* _Exercise goal_: The lines to extract start at the one containing "Note to the class: indicate the stainless" and end with the last line; give them exactly and nothing more.

* _Supplied records_:
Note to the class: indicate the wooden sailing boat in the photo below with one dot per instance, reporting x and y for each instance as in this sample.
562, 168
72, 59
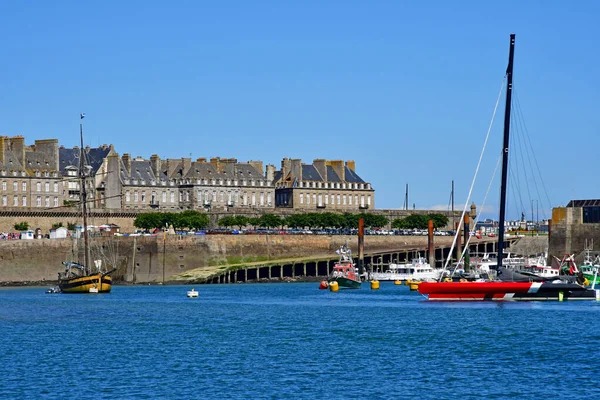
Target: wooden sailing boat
78, 277
505, 290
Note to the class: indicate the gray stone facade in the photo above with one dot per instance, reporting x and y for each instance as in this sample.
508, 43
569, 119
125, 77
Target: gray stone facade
45, 175
322, 185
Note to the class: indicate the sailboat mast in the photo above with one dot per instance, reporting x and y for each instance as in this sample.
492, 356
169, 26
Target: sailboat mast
505, 147
86, 247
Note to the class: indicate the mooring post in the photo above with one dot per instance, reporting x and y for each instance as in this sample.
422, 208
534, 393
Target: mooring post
466, 232
361, 246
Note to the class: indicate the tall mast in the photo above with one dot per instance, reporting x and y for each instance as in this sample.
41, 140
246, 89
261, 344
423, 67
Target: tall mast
86, 249
452, 196
505, 146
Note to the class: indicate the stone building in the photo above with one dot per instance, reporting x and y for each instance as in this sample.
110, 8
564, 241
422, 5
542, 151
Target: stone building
575, 227
30, 175
324, 184
180, 184
96, 160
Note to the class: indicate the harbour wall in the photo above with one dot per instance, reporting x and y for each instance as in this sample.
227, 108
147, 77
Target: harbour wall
44, 219
141, 259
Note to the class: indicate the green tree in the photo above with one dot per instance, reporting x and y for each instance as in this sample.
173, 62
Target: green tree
227, 221
240, 221
148, 220
254, 221
270, 221
439, 220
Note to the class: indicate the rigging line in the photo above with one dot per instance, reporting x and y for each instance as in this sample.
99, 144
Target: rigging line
514, 187
487, 136
514, 167
535, 158
478, 216
519, 145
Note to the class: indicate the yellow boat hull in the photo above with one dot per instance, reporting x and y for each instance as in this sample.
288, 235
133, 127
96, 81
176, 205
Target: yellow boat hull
83, 284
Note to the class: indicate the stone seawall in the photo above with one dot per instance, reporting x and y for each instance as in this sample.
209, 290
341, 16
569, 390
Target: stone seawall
140, 259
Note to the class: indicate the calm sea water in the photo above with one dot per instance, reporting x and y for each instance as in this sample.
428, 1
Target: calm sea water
291, 340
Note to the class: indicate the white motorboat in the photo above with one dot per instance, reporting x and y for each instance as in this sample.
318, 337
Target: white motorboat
418, 270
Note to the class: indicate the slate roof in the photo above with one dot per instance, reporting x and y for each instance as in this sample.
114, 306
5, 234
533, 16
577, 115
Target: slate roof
351, 176
36, 160
583, 203
70, 157
140, 170
10, 162
200, 170
310, 173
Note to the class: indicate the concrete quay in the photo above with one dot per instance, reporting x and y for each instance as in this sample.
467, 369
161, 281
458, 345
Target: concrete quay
182, 259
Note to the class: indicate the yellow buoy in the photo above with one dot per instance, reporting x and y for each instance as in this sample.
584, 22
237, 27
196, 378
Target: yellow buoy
333, 286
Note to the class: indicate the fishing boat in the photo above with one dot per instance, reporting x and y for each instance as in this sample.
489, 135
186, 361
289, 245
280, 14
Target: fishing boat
505, 287
344, 271
418, 269
86, 277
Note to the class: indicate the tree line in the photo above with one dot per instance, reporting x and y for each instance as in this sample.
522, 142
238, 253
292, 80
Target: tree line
191, 219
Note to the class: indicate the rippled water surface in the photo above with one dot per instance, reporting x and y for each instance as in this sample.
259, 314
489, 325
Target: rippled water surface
291, 340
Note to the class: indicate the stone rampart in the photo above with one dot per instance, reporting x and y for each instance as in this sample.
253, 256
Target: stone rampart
140, 259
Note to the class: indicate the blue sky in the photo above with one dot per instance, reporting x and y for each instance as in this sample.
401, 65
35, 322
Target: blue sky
406, 89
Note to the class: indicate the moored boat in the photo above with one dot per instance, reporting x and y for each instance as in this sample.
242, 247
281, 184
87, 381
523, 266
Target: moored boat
506, 287
419, 269
344, 271
83, 277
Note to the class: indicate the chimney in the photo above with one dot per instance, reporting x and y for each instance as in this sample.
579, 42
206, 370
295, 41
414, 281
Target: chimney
216, 162
17, 146
127, 162
321, 167
155, 165
286, 167
49, 148
270, 174
257, 165
228, 165
351, 165
2, 144
338, 167
297, 168
186, 164
112, 182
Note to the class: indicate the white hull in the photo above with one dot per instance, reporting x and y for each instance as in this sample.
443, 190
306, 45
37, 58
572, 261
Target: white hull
418, 270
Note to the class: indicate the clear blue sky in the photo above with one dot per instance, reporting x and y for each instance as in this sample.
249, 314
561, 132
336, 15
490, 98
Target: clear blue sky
406, 89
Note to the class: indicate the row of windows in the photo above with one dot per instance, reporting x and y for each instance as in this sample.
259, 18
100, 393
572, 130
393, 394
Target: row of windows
38, 186
334, 185
214, 182
341, 199
38, 201
591, 215
204, 197
207, 197
141, 197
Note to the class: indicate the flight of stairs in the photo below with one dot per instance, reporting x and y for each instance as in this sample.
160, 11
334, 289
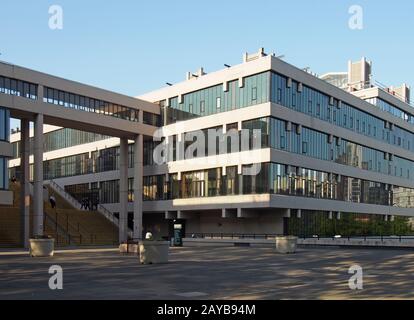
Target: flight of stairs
68, 225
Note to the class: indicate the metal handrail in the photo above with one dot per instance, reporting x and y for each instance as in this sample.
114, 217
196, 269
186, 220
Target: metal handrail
270, 236
65, 194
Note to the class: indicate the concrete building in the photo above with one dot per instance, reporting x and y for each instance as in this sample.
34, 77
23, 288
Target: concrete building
255, 148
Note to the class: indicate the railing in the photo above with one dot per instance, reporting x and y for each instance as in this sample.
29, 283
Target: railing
108, 214
72, 235
227, 236
75, 203
57, 188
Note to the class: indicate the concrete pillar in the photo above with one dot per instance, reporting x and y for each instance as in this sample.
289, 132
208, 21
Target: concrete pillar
287, 213
170, 215
123, 190
24, 182
38, 176
138, 176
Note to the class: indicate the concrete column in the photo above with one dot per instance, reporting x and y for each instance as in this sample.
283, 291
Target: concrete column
123, 190
38, 176
24, 182
138, 176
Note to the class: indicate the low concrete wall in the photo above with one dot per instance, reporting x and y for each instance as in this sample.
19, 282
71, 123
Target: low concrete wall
395, 243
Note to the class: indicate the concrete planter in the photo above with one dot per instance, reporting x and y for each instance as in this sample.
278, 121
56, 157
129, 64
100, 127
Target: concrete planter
42, 247
286, 244
131, 248
152, 252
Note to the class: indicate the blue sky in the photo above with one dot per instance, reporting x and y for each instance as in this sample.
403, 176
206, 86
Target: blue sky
136, 46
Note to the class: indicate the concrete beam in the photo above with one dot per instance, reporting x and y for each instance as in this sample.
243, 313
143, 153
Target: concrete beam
246, 214
169, 215
185, 215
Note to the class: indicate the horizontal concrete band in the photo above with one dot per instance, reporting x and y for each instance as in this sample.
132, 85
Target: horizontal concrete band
6, 149
343, 242
266, 201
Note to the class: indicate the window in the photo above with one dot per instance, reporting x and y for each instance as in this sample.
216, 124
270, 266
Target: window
282, 142
254, 93
304, 147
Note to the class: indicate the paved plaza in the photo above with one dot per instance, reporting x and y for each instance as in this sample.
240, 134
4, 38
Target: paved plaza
212, 273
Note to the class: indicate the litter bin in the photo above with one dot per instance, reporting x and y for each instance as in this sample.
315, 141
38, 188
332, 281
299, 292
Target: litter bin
178, 235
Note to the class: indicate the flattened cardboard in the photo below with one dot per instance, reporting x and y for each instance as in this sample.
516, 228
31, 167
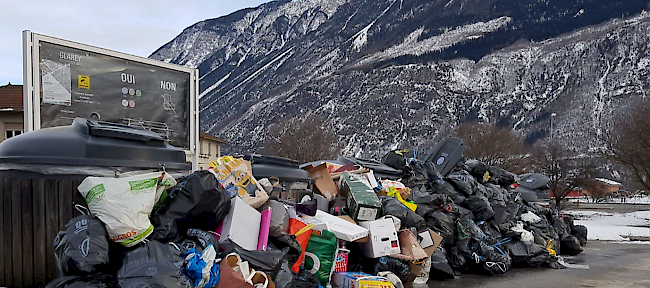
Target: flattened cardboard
324, 182
410, 247
383, 238
430, 241
343, 229
242, 225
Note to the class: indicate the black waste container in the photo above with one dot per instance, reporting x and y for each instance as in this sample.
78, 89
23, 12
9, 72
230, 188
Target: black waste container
39, 175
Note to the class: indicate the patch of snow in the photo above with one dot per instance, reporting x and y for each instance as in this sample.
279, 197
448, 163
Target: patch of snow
411, 45
614, 226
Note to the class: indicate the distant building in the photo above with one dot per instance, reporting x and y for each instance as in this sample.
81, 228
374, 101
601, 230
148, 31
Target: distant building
11, 111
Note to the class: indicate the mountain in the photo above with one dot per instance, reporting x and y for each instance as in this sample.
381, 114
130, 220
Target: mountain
397, 73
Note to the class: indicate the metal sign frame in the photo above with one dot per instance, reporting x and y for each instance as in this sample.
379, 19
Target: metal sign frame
31, 83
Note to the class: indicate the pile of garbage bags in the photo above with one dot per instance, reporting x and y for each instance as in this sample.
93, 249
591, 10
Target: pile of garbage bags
259, 221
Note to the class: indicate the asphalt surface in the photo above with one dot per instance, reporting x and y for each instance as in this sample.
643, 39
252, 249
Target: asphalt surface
610, 265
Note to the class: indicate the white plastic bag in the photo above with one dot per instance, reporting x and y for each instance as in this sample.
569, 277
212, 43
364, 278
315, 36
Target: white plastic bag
124, 204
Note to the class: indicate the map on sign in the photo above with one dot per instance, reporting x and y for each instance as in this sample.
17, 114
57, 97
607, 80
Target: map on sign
78, 83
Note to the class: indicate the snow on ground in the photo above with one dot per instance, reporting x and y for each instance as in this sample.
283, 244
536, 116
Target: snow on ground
626, 200
613, 226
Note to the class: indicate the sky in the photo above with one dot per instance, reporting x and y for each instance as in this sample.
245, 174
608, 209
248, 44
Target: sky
136, 27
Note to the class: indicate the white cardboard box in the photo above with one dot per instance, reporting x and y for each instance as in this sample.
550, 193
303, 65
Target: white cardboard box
343, 230
242, 225
383, 238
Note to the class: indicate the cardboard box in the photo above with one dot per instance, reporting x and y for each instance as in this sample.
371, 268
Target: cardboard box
324, 182
242, 225
359, 280
410, 247
383, 238
363, 203
344, 230
430, 242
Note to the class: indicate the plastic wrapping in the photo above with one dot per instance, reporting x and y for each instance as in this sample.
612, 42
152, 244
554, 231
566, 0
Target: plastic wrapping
125, 204
320, 255
82, 247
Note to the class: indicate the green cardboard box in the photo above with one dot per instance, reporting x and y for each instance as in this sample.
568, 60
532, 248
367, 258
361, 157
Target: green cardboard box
362, 201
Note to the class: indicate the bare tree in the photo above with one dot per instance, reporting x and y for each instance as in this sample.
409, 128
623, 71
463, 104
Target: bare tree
496, 146
629, 142
303, 139
566, 174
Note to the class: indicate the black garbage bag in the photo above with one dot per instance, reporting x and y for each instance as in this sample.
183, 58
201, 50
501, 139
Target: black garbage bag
417, 175
443, 224
82, 247
305, 279
480, 207
154, 265
478, 169
569, 220
446, 188
501, 177
580, 232
541, 258
496, 195
198, 239
456, 259
491, 230
285, 277
570, 245
492, 259
392, 206
268, 261
197, 201
98, 280
396, 159
463, 181
440, 268
400, 268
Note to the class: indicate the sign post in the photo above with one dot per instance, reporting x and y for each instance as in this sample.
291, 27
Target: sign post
64, 80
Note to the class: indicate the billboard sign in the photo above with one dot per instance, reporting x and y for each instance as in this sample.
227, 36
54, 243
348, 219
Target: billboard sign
64, 80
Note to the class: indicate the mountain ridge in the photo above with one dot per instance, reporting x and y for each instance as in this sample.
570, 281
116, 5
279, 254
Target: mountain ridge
328, 58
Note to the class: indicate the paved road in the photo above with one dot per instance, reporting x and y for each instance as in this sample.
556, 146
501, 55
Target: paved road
611, 265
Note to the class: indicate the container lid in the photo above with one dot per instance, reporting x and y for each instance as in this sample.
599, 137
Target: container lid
93, 143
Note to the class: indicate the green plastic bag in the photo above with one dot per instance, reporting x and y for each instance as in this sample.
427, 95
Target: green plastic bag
320, 255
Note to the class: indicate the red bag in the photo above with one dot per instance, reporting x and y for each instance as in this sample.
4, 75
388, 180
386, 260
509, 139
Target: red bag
302, 232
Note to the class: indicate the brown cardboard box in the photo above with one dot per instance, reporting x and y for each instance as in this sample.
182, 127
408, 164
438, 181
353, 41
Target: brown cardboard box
411, 249
324, 182
430, 242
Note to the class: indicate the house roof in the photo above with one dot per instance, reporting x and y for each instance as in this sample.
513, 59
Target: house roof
11, 98
609, 182
210, 137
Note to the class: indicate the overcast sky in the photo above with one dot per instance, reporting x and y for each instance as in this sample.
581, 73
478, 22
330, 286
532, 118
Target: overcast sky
137, 27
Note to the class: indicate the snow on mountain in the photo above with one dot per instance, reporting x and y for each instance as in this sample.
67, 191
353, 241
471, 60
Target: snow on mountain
393, 73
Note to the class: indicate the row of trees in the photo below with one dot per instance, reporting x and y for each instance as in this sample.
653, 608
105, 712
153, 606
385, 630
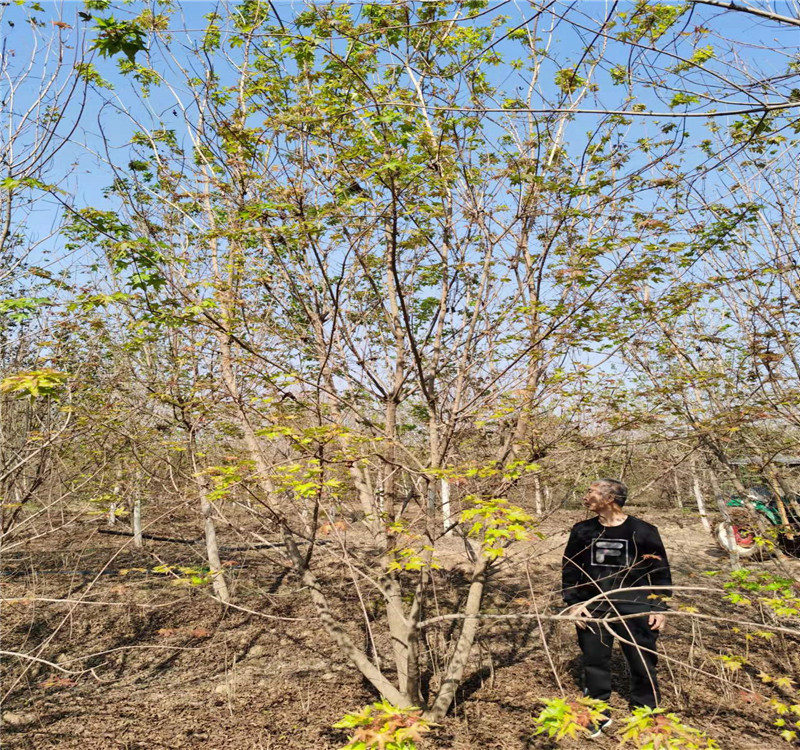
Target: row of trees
419, 268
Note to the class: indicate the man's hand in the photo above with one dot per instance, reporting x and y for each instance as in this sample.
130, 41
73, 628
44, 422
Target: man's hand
579, 610
656, 621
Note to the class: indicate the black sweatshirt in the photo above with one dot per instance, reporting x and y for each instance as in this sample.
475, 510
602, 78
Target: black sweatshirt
600, 559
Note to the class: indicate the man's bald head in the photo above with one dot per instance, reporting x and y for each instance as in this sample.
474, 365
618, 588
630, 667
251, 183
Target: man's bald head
613, 489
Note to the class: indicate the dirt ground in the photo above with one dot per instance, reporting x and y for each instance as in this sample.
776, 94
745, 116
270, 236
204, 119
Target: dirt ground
170, 668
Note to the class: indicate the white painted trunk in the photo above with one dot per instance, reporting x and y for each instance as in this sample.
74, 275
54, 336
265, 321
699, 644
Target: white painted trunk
212, 549
445, 490
701, 503
137, 523
676, 481
537, 495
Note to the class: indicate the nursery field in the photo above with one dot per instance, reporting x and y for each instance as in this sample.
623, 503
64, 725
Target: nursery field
149, 665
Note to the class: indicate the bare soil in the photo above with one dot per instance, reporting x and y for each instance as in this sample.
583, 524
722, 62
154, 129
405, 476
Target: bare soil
150, 665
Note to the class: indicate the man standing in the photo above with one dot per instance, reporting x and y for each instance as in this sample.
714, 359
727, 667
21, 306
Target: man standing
615, 565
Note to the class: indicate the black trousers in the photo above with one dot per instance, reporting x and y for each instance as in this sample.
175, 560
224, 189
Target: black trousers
596, 643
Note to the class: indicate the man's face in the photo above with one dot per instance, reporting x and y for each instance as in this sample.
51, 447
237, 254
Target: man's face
597, 499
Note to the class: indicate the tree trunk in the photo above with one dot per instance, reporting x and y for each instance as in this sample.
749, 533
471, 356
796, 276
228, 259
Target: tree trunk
212, 549
698, 496
445, 490
537, 495
137, 521
723, 509
458, 662
677, 482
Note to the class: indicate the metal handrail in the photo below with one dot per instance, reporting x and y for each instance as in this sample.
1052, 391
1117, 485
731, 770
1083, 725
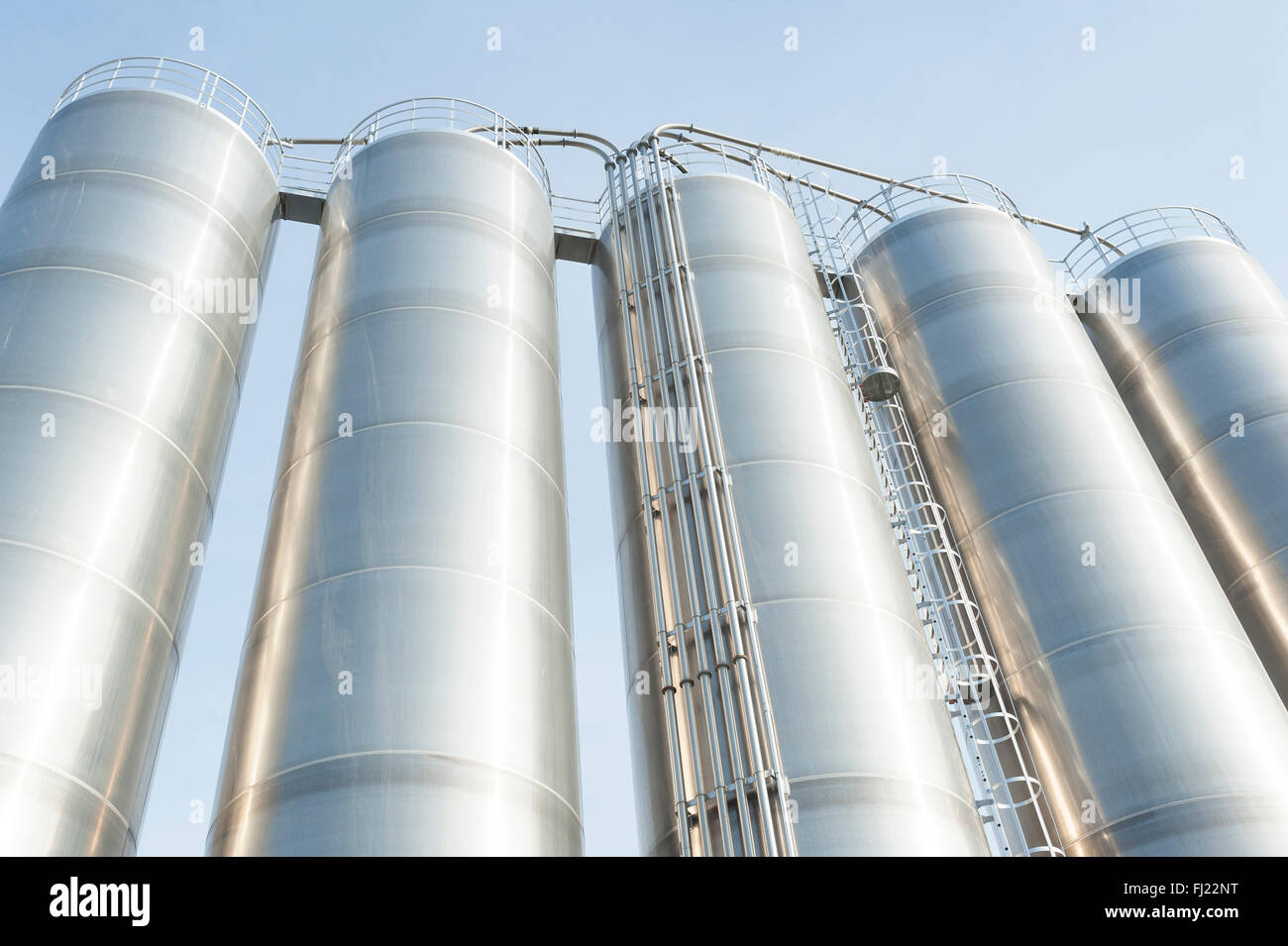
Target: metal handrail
178, 77
1140, 229
907, 197
451, 113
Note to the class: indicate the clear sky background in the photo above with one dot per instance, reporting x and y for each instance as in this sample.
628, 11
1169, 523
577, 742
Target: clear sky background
1006, 91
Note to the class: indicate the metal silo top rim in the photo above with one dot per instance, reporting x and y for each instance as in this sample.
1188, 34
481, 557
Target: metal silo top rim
196, 84
449, 113
1125, 236
915, 196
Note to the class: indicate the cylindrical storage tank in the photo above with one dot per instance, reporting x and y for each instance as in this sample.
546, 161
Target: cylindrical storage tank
132, 250
407, 679
1153, 725
866, 742
1196, 338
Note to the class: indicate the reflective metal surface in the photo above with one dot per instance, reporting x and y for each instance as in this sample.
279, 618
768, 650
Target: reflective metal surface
864, 740
407, 679
1153, 723
117, 394
1198, 351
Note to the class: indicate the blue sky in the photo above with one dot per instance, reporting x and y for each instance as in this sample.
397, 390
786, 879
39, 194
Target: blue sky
1005, 91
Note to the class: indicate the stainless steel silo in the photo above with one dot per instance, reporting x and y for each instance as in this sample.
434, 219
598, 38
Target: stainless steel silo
132, 250
407, 679
1194, 336
866, 742
1149, 714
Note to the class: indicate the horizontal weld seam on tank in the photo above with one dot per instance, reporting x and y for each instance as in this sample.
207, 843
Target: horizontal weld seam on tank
759, 463
342, 326
76, 782
797, 356
347, 239
1262, 562
884, 777
818, 598
943, 408
136, 418
789, 461
848, 602
1127, 630
900, 323
1206, 326
250, 254
811, 279
428, 753
1215, 441
482, 577
1171, 804
170, 299
421, 424
1168, 503
106, 577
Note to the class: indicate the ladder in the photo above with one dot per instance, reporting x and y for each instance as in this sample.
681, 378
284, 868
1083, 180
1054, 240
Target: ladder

* _Written reply_:
Note to the class: indicate the stainless steel silo in the photo above with one dot per instance, reporting x and y for each instance as in this sample.
434, 219
598, 38
Target: stainless steel silo
132, 250
407, 679
1194, 336
866, 742
1149, 714
Note to the class: indicate the horizontal weld seam on tank in the photo above with one dot per instance, reporting x and y for each instance as in this sample.
207, 843
Target: horizontal weld seam on tank
759, 463
342, 326
76, 782
797, 356
347, 239
1262, 562
884, 777
818, 598
943, 408
136, 418
789, 461
848, 602
1127, 630
900, 323
1206, 326
250, 254
811, 279
428, 753
1215, 441
482, 577
1171, 804
170, 299
421, 424
1168, 503
106, 577
Note to the class: indicate the ladder in the photo above with one dot per instance, reporting x and y for each instance as in this sample.
681, 378
284, 868
1083, 180
1054, 240
Target: ladder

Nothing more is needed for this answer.